- Opening Delimiter -
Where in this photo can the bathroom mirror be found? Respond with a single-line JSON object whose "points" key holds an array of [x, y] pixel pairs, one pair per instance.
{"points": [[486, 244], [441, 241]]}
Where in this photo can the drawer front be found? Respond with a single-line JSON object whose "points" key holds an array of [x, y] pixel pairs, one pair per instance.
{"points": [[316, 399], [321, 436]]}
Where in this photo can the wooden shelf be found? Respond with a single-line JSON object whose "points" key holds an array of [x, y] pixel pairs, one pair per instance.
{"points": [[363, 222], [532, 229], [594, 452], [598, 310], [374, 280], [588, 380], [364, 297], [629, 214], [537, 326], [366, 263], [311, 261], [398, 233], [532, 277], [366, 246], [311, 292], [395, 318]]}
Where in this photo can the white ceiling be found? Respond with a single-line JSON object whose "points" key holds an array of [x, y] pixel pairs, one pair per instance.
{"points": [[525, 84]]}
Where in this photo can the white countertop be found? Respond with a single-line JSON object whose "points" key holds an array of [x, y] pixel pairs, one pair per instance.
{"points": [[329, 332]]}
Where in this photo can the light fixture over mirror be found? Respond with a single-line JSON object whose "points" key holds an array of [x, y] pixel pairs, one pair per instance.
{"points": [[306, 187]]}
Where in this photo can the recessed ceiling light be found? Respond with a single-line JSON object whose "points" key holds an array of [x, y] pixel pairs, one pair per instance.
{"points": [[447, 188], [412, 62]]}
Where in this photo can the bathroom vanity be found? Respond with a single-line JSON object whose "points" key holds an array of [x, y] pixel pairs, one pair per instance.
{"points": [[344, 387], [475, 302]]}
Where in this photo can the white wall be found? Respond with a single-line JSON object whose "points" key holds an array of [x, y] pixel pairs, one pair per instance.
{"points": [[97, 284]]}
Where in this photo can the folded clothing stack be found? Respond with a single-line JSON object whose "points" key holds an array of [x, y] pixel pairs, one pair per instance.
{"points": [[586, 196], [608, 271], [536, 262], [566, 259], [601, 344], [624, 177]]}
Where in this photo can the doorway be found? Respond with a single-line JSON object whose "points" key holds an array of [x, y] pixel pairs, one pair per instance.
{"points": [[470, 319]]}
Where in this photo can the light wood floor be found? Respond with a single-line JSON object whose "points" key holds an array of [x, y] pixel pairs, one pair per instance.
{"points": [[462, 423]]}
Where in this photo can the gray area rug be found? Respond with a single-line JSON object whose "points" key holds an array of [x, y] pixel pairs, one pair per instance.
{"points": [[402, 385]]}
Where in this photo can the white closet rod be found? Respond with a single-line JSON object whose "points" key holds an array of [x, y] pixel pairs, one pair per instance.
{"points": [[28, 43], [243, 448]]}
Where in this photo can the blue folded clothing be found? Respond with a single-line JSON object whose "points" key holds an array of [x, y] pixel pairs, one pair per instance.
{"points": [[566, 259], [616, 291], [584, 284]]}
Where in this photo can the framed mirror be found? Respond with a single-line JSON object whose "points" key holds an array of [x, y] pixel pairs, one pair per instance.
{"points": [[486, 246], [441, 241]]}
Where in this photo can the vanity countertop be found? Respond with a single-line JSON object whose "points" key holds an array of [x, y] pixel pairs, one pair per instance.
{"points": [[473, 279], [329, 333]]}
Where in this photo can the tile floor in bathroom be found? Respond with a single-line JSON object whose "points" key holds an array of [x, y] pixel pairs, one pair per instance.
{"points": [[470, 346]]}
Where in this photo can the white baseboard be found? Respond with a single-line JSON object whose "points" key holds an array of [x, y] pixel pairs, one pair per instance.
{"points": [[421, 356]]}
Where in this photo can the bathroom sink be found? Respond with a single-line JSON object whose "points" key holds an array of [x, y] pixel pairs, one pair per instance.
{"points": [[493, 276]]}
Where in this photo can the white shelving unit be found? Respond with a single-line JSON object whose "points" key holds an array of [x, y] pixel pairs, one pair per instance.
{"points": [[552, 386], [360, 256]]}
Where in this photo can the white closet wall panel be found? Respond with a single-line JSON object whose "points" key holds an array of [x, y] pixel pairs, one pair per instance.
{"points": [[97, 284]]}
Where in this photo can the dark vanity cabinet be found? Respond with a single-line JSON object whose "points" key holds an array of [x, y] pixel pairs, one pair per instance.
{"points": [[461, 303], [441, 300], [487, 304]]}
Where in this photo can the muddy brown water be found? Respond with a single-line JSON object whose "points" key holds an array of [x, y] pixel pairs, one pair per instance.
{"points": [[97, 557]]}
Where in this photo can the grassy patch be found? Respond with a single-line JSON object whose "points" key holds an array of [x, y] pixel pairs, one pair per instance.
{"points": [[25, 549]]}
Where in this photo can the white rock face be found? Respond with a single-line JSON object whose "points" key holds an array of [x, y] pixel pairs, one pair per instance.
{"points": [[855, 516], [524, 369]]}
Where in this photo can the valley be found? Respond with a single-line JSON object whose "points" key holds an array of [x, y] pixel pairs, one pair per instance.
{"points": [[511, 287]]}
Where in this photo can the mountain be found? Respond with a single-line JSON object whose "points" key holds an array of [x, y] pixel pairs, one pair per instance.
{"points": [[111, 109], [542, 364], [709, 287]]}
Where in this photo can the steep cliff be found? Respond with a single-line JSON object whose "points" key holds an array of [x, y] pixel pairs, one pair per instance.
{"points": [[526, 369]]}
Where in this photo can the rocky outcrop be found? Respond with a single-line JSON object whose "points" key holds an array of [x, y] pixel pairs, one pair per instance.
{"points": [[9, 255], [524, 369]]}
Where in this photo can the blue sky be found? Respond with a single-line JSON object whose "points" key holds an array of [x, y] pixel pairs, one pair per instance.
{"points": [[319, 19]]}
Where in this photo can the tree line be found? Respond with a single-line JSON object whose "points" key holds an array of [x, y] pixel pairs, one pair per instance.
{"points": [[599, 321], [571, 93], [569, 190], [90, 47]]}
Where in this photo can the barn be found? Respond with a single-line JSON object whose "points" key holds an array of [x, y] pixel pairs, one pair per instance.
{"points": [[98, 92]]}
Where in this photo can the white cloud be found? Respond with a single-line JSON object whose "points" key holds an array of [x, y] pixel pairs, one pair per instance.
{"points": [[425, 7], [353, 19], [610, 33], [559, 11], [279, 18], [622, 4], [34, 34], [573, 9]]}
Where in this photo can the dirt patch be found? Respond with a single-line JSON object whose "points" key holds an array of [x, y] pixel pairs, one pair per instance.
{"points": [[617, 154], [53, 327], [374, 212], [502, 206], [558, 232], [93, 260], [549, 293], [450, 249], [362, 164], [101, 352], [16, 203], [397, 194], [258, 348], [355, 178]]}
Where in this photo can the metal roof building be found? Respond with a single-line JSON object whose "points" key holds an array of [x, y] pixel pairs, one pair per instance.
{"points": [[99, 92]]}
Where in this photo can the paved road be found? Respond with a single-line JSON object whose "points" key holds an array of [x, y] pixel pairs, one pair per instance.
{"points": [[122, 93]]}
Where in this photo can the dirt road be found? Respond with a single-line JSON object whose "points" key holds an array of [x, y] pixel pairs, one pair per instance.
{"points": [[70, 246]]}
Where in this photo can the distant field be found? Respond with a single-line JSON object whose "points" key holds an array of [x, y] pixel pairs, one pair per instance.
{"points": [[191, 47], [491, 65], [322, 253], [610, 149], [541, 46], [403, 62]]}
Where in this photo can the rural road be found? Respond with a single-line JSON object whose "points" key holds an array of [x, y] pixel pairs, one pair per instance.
- Closing Delimiter -
### Action item
Output the entire listing precisely as it stands.

### Written solution
Where in this photo can the bathroom mirror be found? Respond with a single-line JSON object whose "points" key holds an array of [x, y] pixel pairs, one pair per instance.
{"points": [[486, 244], [441, 241]]}
Where in this photo can the drawer front be found? Respond with a single-line JSON object whose "points" key holds an array of [x, y] pixel pairs, one pair per instance.
{"points": [[316, 399], [321, 436]]}
Where in this photo can the wooden shelf be found? Respond with a single-line JSON object whose "points" key holds an array of [x, y] pixel pairs, one pair per instance.
{"points": [[363, 222], [532, 229], [594, 452], [598, 310], [374, 280], [588, 380], [364, 297], [629, 214], [537, 326], [366, 263], [311, 261], [398, 233], [532, 277], [366, 246], [311, 292], [395, 318]]}
Where in this photo can the white ceiling be found? Respond with a single-line JSON object whose "points" key holds an array of [x, y] pixel pairs, one pair per instance.
{"points": [[525, 84]]}
Where in this photo can the white countertop be found? Respond with a single-line JSON object whose "points" key holds an array of [x, y] pixel pairs, one pair per instance.
{"points": [[329, 332]]}
Where in this photo can the light fixture over mirror be found? Respond with a single-line JSON object whose "points" key holds an array of [x, y] pixel pairs, one pair per instance.
{"points": [[306, 187]]}
Where in this photo can the recessed ceiling light be found? Respond with a single-line JSON object whose "points" key holds an array of [x, y] pixel pairs, one pair per instance.
{"points": [[447, 188], [412, 62]]}
Where in this photo can the bathroom vanity be found? Respond with a single-line JSON object whose "points" key holds an array of [x, y] pixel pairs, one pair per instance.
{"points": [[344, 387], [475, 302]]}
Where in this photo can the white wall be found? Respond with a single-line JSON object whose "points" key holds an array of [x, y] pixel pairs, one pair per instance.
{"points": [[97, 284]]}
Where in this photo can the folded clothing stack be found? Respond with a single-line JSON object whose "points" key holds an array of [x, y] pixel pairs, one pair per instance.
{"points": [[586, 196], [608, 271], [536, 262], [566, 259], [601, 344], [624, 177]]}
Where in this photo can the doorway be found? Respond with a single-line JSON object whose "points" key holds an array of [x, y] pixel pairs, one pair per instance.
{"points": [[470, 319]]}
Where in this photo can the light wood floor be found? Respond with a single-line JSON object whose "points" key holds an array of [x, y] pixel pairs, one pair per instance.
{"points": [[462, 423]]}
Where in this photo can the gray area rug be found? Respond with a single-line JSON object whose "points" key holds an array of [x, y] pixel pairs, one pair per instance.
{"points": [[402, 385]]}
Where in this photo can the white closet rod be found? Respond with a single-line JSON object whose "points" key holds an array of [x, y] pixel pairs, one pair per instance.
{"points": [[28, 43], [243, 448]]}
Where in this photo can the blue folded clothing be found? Respond with a single-line JSON object whose "points" key holds an array of [x, y] pixel pairs, one pair per instance.
{"points": [[566, 259], [616, 291], [584, 284]]}
Where in this photo can the framed mirror be found? Respond with a single-line JSON object whose "points" key holds an array of [x, y] pixel pairs, one pair per instance.
{"points": [[486, 246], [441, 241]]}
Where in this photo can the vanity countertop be found? Respond with a single-line JSON object whose "points" key holds an array of [x, y] pixel pairs, one pair per instance.
{"points": [[473, 279], [329, 333]]}
Where in this photo can the tile floor in bathroom be found? Respond with a single-line JSON object whose "points" key holds an array of [x, y] pixel pairs, one pair per instance.
{"points": [[470, 346]]}
Where in this photo can the white baseboard be found? Respond with a single-line JSON object whose "points" key holds an array of [x, y] pixel pairs, one pair per instance.
{"points": [[421, 356]]}
Where in this photo can the bathroom sink be found? Respond with a single-line JSON object whose "points" key holds an array of [x, y] pixel pairs, one pair per instance.
{"points": [[493, 276]]}
Where in this photo can the white shelving unit be found? Respond with a single-line JSON object whose "points" key holds an array of [x, y] pixel pairs, one pair per instance.
{"points": [[552, 386], [360, 256]]}
Where in this photo can the white closet wall panel be found? Respond with a single-line JSON object whose "points" key holds an array of [x, y] pixel pairs, one pair per instance.
{"points": [[97, 284]]}
Where in this photo can the dark vanity cabinet be found? Respond with a single-line JSON object whose "points" key holds an array of [x, y] pixel pairs, one pair per instance.
{"points": [[461, 303], [441, 300], [487, 304]]}
Where in this photo can the muddy brown water be found? Respond with a single-line JSON object whose "points" key holds an array of [x, y] pixel pairs, one pair per instance.
{"points": [[97, 557]]}
Where in this photo can the grassy patch be found? Respond with a single-line JSON object whose "points" key holds an array of [x, y] pixel pairs, one pair per instance.
{"points": [[25, 549]]}
Where in this photo can the white rock face be found? Respond with a single-line JSON object whose "points" key holds an array of [x, y] pixel pairs, one pair per instance.
{"points": [[855, 516], [524, 369]]}
Where in this photo can the valley be found? Respond with a single-line JSON object whose "points" key holds an array of [x, y] pixel pairs, one pair per instance.
{"points": [[511, 287]]}
Where in this photo can the mountain be found? Respond with a single-line JSON object whose "points" key holds an array of [x, y] pixel pairs, one pair per instance.
{"points": [[111, 109], [542, 364], [709, 287]]}
Where in this photo can the steep cliff be found? Respond with a single-line JSON object whose "points" key holds an array of [x, y] pixel pairs, one pair per instance.
{"points": [[526, 369]]}
Where in this photo can the rocky outcrop be found? Respond with a single-line JSON object whose "points" key holds an array of [x, y] pixel pairs, one pair per instance.
{"points": [[9, 255], [524, 369]]}
Where in this photo can the blue sky be found? Respond with a single-line JSON object whose "points" key holds an array of [x, y] pixel pairs, one pair per instance.
{"points": [[319, 19]]}
Where in this photo can the tree line be found? Respond with a single-line JSON object whose "points" key holds an array of [x, y] pixel pairs, one pair per instance.
{"points": [[599, 321], [571, 93], [569, 190], [90, 47]]}
Where in this photo can the barn be found? Respond with a single-line JSON object whose "points" key holds an array of [x, y] pixel pairs, one pair per instance.
{"points": [[98, 92]]}
Where in this photo can the white cloud be found? Respond with a single-line JSON object whose "points" key holds an array of [x, y] pixel pairs, one pair per instance.
{"points": [[425, 7], [353, 19], [610, 33], [559, 11], [279, 18], [622, 4], [34, 34], [573, 9]]}
Where in this photo can the dirt patch be found? Respond with a single-line JSON object whose "points" key holds an array of [x, y] pixel pairs, one pair per instance.
{"points": [[617, 154], [53, 327], [374, 212], [502, 206], [558, 232], [93, 260], [549, 293], [450, 249], [362, 164], [101, 352], [16, 203], [397, 194], [258, 348], [355, 178]]}
Where in this photo can the metal roof building be found? Respond with a single-line JSON object whose "points" key holds an array of [x, y] pixel pairs, one pair per instance.
{"points": [[99, 92]]}
Where in this photo can the paved road be found? Respond with a single-line JSON object whose "points" key holds an array of [x, y] pixel pairs, one pair per instance.
{"points": [[122, 93]]}
Where in this photo can the dirt road be found? Respond with a single-line JSON object whose "points" key holds an array of [x, y] pixel pairs, one pair per instance.
{"points": [[70, 246]]}
Where in this photo can the distant field be found? Respond with a single-line JSON object whose "points" key holds an array of [x, y] pixel pairs, one pair per instance.
{"points": [[191, 47], [491, 65], [322, 253], [610, 149], [541, 46], [403, 62]]}
Where in this photo can the rural road be found? Respond with a single-line JSON object whose "points" key holds an array of [x, y] pixel pairs, one pair per instance.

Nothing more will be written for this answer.